## Exercise aim
Below are some records. Return exactly the lines from the one containing "locate the cluster" through the one containing "locate the red", both included, and only those.

Spatial localization data:

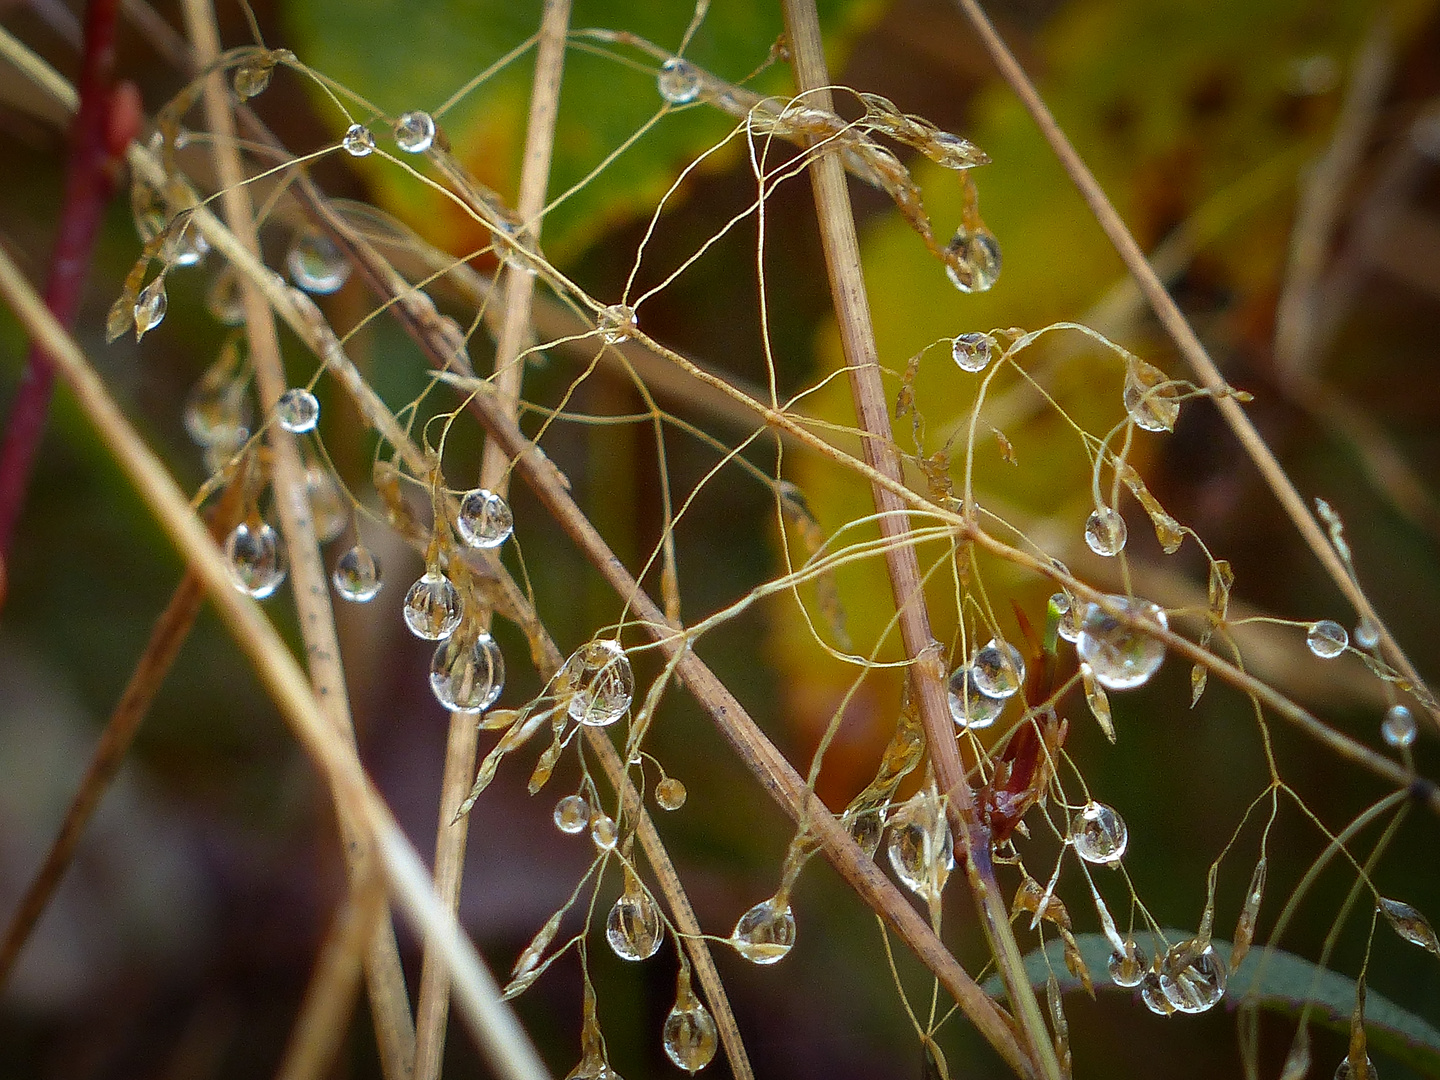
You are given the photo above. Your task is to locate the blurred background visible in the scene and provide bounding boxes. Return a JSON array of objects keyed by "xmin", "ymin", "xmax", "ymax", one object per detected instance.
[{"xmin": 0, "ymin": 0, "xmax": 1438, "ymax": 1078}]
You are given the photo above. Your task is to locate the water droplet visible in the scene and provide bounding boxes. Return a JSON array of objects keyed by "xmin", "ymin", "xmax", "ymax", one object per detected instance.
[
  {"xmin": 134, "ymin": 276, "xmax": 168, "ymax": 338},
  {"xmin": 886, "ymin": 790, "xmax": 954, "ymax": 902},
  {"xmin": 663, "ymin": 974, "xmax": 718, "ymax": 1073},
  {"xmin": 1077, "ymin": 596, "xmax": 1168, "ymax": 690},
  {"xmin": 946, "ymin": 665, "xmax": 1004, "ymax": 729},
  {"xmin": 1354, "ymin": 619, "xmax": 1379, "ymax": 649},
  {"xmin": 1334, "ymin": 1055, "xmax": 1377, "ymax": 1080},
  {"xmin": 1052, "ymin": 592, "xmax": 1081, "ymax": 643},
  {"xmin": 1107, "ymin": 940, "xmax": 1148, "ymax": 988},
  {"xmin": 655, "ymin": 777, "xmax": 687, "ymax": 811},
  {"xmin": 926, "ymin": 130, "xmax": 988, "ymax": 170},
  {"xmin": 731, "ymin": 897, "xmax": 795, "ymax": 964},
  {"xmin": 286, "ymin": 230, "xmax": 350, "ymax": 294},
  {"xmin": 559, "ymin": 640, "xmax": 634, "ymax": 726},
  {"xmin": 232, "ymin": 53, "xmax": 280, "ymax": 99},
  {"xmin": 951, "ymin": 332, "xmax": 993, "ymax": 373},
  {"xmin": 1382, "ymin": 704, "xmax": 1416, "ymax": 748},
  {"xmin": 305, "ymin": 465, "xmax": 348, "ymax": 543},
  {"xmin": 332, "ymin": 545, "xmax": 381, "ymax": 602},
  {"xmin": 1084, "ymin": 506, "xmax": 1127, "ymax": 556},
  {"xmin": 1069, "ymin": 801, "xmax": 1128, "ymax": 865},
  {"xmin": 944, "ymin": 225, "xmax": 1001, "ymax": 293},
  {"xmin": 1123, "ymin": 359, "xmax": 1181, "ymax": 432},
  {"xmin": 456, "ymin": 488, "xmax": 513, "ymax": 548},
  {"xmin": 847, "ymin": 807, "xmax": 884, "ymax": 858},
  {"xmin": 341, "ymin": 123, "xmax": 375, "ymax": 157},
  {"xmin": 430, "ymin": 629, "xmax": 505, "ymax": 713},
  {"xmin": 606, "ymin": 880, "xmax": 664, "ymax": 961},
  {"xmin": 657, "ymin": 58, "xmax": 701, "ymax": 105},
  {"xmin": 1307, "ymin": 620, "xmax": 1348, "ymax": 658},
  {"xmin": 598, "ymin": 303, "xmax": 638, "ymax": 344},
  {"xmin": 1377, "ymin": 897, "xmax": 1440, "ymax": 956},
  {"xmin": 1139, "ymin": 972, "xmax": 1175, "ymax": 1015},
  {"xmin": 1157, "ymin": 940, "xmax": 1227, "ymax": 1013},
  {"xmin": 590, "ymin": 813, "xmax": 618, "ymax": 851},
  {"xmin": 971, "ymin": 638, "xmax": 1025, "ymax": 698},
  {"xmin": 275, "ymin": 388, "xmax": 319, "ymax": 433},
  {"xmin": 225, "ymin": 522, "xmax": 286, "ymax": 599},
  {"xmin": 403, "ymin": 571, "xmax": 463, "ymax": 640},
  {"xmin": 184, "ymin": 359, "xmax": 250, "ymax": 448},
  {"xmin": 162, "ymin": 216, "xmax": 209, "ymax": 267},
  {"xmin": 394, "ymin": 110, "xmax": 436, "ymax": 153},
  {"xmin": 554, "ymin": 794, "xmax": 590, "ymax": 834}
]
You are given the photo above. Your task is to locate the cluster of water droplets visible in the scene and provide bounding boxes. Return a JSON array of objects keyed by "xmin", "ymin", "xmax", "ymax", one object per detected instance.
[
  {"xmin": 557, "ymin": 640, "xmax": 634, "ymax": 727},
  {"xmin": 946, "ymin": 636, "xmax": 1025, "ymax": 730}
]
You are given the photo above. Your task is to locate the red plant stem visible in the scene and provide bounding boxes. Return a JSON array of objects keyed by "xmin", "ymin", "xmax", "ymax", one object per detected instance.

---

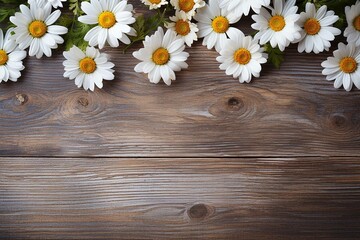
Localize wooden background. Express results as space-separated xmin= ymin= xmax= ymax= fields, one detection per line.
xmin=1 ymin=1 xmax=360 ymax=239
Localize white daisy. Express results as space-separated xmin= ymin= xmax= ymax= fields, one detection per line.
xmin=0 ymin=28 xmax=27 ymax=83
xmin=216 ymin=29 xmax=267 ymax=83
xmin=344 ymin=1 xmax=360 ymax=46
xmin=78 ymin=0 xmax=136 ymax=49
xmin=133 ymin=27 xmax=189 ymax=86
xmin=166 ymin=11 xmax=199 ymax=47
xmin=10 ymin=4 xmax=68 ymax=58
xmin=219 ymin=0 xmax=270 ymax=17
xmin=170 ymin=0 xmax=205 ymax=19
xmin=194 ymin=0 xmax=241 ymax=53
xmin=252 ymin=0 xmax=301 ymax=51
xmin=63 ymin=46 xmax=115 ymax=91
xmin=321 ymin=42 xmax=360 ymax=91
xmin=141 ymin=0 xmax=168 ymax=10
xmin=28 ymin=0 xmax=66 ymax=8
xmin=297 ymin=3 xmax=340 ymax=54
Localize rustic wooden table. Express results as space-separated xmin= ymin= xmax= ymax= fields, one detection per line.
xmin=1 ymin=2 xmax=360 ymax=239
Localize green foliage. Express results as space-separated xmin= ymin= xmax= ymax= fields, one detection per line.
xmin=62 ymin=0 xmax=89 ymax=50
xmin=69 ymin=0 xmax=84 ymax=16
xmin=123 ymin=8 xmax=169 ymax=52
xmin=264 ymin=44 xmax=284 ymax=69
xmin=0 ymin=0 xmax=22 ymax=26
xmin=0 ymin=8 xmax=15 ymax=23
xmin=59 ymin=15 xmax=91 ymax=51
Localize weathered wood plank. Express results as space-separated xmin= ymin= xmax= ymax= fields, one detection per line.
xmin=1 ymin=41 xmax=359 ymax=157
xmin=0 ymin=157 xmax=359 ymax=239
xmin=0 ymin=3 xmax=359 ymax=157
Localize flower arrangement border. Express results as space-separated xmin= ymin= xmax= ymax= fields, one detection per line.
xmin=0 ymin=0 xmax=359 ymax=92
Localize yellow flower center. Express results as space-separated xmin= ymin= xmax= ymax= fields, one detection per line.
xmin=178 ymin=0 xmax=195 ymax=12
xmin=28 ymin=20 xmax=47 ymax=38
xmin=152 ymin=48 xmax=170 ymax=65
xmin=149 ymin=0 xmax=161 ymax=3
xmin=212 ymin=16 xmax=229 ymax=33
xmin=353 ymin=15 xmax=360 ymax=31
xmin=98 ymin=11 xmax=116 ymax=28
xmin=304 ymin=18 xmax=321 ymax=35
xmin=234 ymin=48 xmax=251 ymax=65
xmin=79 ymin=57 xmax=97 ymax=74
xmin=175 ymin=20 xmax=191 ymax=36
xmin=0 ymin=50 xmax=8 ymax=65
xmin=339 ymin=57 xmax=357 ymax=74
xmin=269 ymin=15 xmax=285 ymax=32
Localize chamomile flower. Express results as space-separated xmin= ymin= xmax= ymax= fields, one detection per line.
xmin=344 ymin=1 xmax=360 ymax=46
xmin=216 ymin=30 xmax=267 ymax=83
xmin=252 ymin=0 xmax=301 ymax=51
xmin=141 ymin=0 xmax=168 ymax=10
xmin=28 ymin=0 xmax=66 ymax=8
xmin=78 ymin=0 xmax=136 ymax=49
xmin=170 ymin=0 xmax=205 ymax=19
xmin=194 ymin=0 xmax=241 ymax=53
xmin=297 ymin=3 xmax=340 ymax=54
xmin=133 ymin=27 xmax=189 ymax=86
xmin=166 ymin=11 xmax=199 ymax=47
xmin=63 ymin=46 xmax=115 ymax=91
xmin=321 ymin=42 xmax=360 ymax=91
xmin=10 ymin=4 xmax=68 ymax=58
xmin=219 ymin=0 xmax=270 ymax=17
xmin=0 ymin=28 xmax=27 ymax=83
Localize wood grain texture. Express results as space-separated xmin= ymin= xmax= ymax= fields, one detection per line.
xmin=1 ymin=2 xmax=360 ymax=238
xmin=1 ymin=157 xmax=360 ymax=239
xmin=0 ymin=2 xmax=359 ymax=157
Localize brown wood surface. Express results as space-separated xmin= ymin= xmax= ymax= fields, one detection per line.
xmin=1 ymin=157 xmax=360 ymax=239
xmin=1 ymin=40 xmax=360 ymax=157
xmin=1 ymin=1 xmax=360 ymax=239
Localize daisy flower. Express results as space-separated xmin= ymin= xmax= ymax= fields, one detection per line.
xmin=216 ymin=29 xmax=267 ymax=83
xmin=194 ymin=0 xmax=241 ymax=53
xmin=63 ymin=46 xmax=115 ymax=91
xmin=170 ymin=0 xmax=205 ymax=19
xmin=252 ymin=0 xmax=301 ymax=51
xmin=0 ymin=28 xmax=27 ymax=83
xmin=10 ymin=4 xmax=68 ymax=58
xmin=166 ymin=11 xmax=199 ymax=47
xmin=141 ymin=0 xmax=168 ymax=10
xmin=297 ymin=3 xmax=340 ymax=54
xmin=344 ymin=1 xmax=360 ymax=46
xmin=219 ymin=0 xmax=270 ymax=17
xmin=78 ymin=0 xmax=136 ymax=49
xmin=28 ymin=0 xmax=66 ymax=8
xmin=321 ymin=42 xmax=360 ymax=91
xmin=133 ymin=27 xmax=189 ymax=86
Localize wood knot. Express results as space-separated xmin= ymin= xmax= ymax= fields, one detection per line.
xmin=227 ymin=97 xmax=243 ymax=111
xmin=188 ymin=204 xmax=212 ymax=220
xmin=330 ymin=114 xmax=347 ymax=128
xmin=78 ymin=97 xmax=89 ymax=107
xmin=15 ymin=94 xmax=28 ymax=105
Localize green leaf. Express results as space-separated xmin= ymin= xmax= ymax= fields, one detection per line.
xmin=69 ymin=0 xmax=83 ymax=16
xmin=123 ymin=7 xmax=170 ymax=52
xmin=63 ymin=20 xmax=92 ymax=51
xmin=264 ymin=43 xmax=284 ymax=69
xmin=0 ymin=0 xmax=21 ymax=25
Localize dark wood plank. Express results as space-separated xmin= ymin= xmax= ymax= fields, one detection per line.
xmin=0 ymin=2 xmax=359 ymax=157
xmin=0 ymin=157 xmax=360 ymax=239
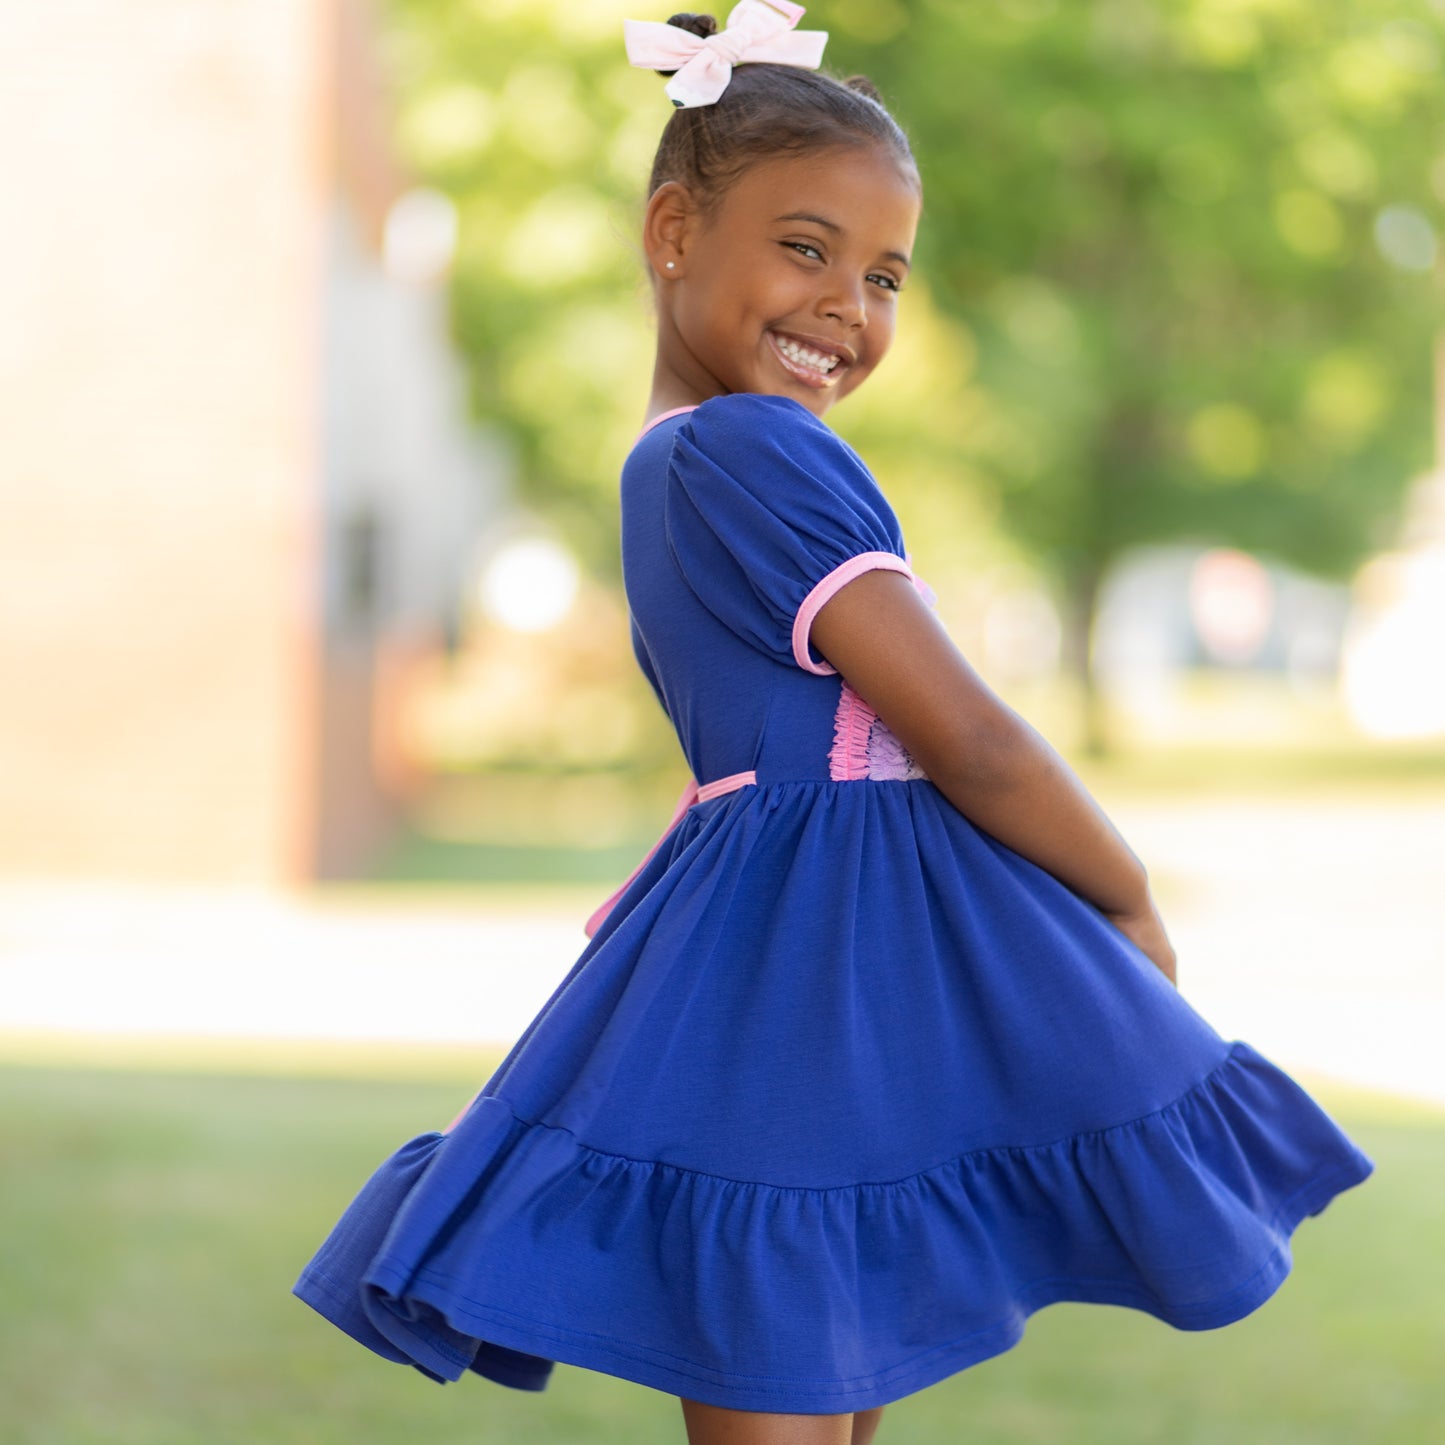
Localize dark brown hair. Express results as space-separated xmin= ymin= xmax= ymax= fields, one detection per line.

--

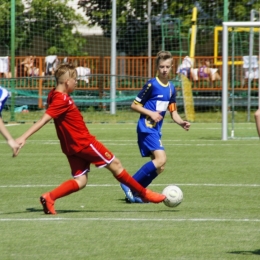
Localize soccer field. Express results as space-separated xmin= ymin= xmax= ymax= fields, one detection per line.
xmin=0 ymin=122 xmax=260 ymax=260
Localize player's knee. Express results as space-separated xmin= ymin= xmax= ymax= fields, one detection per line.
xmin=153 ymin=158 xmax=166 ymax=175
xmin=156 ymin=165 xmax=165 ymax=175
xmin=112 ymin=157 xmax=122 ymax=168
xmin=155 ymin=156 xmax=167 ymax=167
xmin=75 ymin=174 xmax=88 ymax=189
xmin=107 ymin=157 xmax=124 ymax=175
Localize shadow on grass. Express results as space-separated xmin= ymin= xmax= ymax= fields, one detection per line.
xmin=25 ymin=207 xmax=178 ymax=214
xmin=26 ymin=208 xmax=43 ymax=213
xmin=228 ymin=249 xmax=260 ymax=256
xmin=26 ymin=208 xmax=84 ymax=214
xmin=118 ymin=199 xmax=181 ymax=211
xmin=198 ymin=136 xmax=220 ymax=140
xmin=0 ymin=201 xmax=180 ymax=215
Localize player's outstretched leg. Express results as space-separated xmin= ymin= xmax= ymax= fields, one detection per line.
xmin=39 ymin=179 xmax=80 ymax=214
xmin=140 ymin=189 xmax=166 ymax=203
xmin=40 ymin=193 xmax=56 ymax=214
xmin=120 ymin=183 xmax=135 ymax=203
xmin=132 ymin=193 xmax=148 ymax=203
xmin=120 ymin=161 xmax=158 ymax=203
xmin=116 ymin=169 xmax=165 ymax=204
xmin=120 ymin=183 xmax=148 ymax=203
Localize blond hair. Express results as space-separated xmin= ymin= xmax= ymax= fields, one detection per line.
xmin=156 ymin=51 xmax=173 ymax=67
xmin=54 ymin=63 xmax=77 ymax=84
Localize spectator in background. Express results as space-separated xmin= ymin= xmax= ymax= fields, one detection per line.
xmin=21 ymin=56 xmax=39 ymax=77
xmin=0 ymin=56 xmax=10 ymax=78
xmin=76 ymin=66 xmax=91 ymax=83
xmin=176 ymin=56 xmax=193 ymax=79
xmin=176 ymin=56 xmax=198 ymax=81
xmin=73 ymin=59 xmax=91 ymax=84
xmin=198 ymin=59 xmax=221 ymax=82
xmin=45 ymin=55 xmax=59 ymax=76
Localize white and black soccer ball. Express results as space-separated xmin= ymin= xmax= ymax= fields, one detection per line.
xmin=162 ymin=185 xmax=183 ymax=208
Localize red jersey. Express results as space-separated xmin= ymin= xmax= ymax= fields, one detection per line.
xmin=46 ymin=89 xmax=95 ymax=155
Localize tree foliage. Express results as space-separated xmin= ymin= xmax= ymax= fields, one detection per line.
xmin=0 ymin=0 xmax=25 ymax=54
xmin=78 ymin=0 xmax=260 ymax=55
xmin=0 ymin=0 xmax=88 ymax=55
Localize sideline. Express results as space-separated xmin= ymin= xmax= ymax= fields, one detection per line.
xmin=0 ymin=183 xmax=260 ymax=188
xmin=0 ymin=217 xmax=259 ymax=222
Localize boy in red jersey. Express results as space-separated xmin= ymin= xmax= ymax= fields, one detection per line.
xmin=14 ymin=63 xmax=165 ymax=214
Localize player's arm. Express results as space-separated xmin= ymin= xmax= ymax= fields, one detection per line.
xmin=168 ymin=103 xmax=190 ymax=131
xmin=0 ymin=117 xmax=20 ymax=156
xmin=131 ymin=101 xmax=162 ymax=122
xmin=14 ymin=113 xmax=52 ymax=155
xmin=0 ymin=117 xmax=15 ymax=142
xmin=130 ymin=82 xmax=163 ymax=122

## Task solution
You are given the photo above. Your task is to locate the cluster of water droplets visible in the scene and provide bounding boxes. Return a JSON array of objects keyed by "xmin", "ymin", "xmax", "ymax", one object per detected instance.
[
  {"xmin": 557, "ymin": 640, "xmax": 634, "ymax": 727},
  {"xmin": 946, "ymin": 636, "xmax": 1025, "ymax": 730}
]
You are given the photo above. Your task is to locate the red plant stem visible in the scene and provide bounding boxes. Return a JSON array of objects keyed by "xmin", "ymin", "xmax", "ymax", one object per detected instance.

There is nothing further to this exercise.